Source passage –
>>>>

I'm not sure the best way, but we introduced a Deployment class for the native import/export plugin which describes overarching characteristics of the import/export process being performed -- for example the configuration, what items had already been imported (so they could be destroyed in case of failure), etc. That approach might be useful in defining the characteristics of the desired mapping, i.e. is it a deep or shallow mapping.

When would a plugin be able to add a mapping? The plugin won't intervene every time a collection is instantiated...

Sorry, this was confused by my example code above -- we'd probably need to introduce a collection factory in order to accomplish this. Then, a plugin (and the core code would do it the same way) could, for example, introduce a mapping from submission to JATS document...

class JatsMappingPlugin extends Plugin {
    const MAP_TO_JATS = 'jats';

    function register(...) {
        $submissionCollectionFactory = CollectionFactory::get('submission');

        $submissionCollectionFactory->addMapping(self::MAP_TO_JATS, function(Submission $submission, $existingMappingFunction) {
            assert($existingMappingFunction === null); // This should be the first-loaded submission to JATS mapping

            $dom = new DOMDocument();
            $dom->appendChild(...); // Populate a DOM to represent the submission
           return $dom;
        });
    }
}

Within the same class, we can also define mappings from $publication to JATS and register them the same way. Then the submission to JATS mapping could call on the publication to JATS mapping to decompose the operation in a way that can be both used internally and externally.

(The details of the factory etc. are very much up in the air -- just an example.)

When applying a mapping we would use a combination of a constant describing the target mapping (MAP_TO_JATS) and the type hinting on the transformation function's first parameter (Submission) to identify which function to call. When adding a mapping to an existing mapping (e.g. a second call to addMapping with MAP_TO_JATS), the new mapping gets passed the old mapping so that it can call it.

For example, a second plugin that needed to augment the mapping (and is registered after the first using the plugin loading priority tools) can similarly:

class AugmentExistingJatsMappingPlugin extends Plugin {
    function register(...) {
        $submissionCollectionFactory = CollectionFactory::get('submission');

        $submissionCollectionFactory->addMapping(JatsMappingPlugin::MAP_TO_JATS, function(Submission $submission, $existingMappingFunction) {
            // The $existingMappingFunction should now point to the function implemented in the first function. Use it.

<<<<

Entries for pointing and labeling:
>>>>

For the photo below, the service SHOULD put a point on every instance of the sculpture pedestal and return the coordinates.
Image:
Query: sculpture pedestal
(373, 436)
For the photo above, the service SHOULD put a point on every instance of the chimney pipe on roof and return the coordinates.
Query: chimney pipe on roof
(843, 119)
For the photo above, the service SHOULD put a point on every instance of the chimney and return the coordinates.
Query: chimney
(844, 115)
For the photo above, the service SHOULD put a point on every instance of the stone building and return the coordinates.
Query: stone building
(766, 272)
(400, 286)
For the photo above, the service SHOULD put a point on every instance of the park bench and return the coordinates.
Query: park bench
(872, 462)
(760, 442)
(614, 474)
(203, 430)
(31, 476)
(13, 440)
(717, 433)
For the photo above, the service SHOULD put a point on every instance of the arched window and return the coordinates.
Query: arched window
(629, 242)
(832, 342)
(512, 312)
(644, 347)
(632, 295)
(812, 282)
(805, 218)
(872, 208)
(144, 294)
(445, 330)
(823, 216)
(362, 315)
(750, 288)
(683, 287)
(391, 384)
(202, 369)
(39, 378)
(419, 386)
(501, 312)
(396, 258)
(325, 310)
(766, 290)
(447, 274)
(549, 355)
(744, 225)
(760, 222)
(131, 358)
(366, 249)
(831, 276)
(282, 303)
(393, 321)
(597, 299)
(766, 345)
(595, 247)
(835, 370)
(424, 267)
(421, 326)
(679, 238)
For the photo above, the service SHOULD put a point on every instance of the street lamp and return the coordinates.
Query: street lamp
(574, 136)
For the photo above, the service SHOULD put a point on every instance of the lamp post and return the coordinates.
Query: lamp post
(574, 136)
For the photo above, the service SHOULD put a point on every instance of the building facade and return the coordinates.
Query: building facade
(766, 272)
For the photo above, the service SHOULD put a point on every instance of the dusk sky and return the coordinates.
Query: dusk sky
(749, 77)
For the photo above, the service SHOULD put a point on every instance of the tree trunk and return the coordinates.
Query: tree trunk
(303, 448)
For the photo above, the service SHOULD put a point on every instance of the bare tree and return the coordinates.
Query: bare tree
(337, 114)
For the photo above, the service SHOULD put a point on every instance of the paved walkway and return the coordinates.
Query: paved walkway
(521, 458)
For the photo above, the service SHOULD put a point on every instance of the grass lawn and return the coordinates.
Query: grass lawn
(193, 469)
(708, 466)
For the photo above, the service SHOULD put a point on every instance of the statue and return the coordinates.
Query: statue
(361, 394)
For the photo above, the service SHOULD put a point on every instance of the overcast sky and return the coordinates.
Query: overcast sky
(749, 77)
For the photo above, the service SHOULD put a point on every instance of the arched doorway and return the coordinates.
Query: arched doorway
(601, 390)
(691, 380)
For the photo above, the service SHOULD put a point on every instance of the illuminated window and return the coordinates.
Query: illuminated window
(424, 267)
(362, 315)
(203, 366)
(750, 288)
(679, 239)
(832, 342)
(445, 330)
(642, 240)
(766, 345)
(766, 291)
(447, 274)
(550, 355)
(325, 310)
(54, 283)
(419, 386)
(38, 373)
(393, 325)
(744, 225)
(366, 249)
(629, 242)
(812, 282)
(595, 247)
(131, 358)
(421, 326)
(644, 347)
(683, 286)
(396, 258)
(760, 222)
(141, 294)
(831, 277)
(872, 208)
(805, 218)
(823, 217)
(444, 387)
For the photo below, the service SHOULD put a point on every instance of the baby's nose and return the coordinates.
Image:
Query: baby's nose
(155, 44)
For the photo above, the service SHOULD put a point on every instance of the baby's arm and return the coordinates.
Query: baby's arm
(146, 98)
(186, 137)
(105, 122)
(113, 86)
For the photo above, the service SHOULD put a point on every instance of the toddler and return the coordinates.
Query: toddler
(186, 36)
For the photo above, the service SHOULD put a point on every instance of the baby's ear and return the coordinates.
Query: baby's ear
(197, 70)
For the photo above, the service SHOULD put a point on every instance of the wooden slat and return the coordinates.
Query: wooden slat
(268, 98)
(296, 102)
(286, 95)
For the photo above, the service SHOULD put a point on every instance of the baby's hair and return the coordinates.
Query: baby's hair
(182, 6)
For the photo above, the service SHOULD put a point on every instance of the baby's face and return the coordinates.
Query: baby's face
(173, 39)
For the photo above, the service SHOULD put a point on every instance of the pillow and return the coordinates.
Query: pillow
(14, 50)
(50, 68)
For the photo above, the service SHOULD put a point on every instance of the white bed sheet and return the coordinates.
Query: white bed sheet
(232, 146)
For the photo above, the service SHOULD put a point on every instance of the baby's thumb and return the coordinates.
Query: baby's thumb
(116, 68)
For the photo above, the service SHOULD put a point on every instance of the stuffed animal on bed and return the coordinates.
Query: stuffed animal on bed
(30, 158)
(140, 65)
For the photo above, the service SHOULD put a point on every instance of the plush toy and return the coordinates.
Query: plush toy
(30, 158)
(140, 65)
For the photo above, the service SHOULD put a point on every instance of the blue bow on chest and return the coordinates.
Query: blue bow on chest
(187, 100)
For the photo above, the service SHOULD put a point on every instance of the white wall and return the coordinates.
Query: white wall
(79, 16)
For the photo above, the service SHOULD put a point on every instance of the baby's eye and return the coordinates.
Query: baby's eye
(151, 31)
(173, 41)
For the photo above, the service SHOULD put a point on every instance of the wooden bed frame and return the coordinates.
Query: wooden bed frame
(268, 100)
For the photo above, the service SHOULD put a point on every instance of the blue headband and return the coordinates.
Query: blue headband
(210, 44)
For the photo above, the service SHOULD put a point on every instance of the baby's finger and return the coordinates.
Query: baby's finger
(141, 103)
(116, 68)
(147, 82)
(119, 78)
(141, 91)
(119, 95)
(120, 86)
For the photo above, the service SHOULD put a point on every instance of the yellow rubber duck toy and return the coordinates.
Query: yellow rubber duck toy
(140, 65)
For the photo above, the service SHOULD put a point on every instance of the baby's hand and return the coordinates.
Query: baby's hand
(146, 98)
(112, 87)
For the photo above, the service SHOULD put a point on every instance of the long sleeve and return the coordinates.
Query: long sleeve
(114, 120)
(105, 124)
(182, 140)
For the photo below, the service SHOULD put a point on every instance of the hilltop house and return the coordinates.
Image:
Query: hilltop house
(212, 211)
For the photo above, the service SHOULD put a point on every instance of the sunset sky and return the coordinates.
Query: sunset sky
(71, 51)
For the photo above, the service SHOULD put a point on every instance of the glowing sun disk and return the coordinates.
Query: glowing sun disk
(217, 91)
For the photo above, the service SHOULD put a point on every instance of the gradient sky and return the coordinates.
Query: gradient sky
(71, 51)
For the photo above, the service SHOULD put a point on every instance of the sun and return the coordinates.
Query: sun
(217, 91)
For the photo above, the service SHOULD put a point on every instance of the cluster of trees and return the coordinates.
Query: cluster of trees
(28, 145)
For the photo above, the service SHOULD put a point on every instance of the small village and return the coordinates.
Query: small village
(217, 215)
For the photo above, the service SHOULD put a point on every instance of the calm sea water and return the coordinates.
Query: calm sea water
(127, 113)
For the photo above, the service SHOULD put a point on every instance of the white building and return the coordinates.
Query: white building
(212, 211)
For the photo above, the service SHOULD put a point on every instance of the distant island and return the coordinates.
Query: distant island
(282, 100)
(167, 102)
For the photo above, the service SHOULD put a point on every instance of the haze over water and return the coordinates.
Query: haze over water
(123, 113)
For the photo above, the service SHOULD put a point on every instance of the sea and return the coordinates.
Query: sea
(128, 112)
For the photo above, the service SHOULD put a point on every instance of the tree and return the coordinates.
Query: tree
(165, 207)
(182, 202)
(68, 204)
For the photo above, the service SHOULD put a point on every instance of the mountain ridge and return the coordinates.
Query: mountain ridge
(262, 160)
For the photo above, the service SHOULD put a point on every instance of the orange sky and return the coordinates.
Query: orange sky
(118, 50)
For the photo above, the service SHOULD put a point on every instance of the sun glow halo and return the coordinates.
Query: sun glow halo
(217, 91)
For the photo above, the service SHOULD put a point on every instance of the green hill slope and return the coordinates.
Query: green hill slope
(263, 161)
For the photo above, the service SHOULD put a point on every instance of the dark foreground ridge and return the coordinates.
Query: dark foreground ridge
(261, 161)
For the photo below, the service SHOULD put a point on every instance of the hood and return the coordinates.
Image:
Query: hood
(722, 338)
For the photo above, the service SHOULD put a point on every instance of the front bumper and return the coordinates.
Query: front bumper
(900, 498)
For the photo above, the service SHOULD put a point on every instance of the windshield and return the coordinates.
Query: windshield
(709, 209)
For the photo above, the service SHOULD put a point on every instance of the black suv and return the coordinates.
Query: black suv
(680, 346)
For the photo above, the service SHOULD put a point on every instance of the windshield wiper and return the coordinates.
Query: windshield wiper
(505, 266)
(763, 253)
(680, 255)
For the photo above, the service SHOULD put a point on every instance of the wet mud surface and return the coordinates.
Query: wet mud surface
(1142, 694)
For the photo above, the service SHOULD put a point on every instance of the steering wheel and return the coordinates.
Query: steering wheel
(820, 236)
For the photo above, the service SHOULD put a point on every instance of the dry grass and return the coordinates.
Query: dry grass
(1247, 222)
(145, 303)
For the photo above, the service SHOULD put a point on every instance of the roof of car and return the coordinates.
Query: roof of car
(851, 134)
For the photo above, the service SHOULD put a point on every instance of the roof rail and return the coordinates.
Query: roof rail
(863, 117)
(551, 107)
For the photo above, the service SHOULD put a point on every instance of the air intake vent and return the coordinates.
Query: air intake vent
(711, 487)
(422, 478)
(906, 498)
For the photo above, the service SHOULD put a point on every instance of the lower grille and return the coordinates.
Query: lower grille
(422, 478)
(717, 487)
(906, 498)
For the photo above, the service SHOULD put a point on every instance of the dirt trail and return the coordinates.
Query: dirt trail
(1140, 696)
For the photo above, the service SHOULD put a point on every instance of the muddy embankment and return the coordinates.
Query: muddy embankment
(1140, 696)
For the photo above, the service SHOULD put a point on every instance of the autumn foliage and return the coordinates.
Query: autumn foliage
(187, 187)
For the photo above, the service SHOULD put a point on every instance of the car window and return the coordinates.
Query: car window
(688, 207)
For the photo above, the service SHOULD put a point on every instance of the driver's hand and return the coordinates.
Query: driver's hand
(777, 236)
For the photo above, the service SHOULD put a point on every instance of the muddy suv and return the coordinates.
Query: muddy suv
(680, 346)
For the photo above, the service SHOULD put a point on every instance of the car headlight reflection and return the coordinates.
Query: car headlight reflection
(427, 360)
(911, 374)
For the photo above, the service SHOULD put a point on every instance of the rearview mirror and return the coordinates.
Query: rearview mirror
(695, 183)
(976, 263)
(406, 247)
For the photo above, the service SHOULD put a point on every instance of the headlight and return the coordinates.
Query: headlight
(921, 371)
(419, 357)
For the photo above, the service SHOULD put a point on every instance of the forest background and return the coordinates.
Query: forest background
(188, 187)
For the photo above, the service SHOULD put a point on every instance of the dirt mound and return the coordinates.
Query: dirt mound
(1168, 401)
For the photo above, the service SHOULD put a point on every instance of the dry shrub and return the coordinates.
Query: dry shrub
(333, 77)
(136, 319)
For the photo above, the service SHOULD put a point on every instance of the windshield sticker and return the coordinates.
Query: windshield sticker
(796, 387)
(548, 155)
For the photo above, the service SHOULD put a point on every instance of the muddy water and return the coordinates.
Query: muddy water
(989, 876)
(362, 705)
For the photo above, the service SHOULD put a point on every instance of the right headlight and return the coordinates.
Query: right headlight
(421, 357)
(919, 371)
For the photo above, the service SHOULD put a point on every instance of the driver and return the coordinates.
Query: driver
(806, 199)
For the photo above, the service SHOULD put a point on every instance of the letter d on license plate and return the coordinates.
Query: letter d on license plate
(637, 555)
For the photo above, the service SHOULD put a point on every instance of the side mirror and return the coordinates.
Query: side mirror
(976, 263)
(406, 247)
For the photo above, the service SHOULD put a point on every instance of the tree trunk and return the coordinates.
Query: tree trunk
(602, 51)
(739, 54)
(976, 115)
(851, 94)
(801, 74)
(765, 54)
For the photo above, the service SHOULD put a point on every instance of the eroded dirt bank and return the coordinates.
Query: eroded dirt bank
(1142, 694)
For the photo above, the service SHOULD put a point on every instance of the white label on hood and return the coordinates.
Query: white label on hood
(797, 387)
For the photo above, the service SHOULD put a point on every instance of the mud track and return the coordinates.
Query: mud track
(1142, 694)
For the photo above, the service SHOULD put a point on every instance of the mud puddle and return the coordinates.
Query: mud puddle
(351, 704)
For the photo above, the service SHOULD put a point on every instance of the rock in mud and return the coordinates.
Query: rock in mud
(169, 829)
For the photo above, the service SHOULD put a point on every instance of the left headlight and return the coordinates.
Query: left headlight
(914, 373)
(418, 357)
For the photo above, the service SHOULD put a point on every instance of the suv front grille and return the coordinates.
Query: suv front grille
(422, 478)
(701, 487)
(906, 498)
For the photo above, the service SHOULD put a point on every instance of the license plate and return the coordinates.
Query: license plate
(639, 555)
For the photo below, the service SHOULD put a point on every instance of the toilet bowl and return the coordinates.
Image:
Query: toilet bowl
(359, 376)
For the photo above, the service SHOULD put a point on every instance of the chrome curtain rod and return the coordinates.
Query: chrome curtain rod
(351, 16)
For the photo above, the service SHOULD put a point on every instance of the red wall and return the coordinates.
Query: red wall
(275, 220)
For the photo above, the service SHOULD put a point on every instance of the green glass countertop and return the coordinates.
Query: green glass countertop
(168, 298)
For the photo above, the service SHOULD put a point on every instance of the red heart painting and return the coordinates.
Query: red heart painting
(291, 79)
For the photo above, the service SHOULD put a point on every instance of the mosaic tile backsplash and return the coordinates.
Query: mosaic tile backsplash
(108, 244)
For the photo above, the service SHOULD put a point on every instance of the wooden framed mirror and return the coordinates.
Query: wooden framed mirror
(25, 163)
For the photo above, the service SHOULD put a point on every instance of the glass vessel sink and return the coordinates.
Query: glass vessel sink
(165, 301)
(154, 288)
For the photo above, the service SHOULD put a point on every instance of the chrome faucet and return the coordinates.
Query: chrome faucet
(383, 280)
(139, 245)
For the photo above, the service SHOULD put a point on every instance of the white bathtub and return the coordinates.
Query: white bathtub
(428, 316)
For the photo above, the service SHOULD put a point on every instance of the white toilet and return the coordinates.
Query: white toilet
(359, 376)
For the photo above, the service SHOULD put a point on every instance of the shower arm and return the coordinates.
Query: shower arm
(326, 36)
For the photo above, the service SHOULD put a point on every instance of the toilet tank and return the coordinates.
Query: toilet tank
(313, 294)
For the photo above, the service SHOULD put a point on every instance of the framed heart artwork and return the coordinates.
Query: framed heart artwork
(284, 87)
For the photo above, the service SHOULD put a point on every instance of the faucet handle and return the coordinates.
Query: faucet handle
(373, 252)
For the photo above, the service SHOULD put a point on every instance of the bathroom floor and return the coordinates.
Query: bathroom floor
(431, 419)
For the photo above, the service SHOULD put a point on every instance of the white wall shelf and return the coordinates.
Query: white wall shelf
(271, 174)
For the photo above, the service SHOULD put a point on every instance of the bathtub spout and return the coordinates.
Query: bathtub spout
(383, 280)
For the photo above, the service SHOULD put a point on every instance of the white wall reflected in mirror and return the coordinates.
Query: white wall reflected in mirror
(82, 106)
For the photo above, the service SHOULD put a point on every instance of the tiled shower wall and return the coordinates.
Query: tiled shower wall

<<<<

What to work on –
From the plugin mapping discussion, extract the passage between "I'm not sure" and "to JATS document...", inclusive. Work only from the plugin mapping discussion.

Completed task –
I'm not sure the best way, but we introduced a Deployment class for the native import/export plugin which describes overarching characteristics of the import/export process being performed -- for example the configuration, what items had already been imported (so they could be destroyed in case of failure), etc. That approach might be useful in defining the characteristics of the desired mapping, i.e. is it a deep or shallow mapping.

When would a plugin be able to add a mapping? The plugin won't intervene every time a collection is instantiated...

Sorry, this was confused by my example code above -- we'd probably need to introduce a collection factory in order to accomplish this. Then, a plugin (and the core code would do it the same way) could, for example, introduce a mapping from submission to JATS document...